## Task instructions
Output each record below exactly. No images go in the copy.

## Records supplied

○ ○ ○ ○ ○ ○ ○

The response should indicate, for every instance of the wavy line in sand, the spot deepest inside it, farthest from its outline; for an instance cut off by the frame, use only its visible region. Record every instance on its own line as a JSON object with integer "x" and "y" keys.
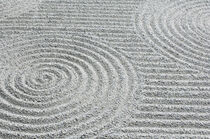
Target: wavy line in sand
{"x": 13, "y": 8}
{"x": 56, "y": 86}
{"x": 179, "y": 29}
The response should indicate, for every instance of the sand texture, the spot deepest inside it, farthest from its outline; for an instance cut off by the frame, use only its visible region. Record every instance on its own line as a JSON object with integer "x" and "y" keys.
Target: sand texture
{"x": 105, "y": 69}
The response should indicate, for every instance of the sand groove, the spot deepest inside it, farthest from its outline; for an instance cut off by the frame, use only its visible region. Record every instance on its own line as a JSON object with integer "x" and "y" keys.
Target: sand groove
{"x": 178, "y": 29}
{"x": 56, "y": 86}
{"x": 13, "y": 8}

○ ○ ○ ○ ○ ○ ○

## Solution
The response should indicate, for every instance of the wavy line in sand, the spot deepest inside it, farthest from its outline; for an instance cut off by the frame, use only its visible region. Record every instance on its own line as a JSON object with integer "x" and "y" keys.
Target: wavy line in sand
{"x": 13, "y": 8}
{"x": 56, "y": 86}
{"x": 179, "y": 29}
The response should indicate, for every instance of the sand texture, the spot deepest inside it, farthest from its outline; for an instance cut off by the frame, use only its visible region. Record every instance on its own line as a JSON object with integer "x" and "y" keys.
Target: sand texture
{"x": 105, "y": 69}
The response should indicate, for every instance of the sand groove, the spot deepest inside it, farthest from its outline; for an instance cut off by the frame, use only its visible region. Record every instance on its own line as a JSON object with integer "x" and "y" keys.
Target: sand groove
{"x": 178, "y": 29}
{"x": 56, "y": 86}
{"x": 13, "y": 8}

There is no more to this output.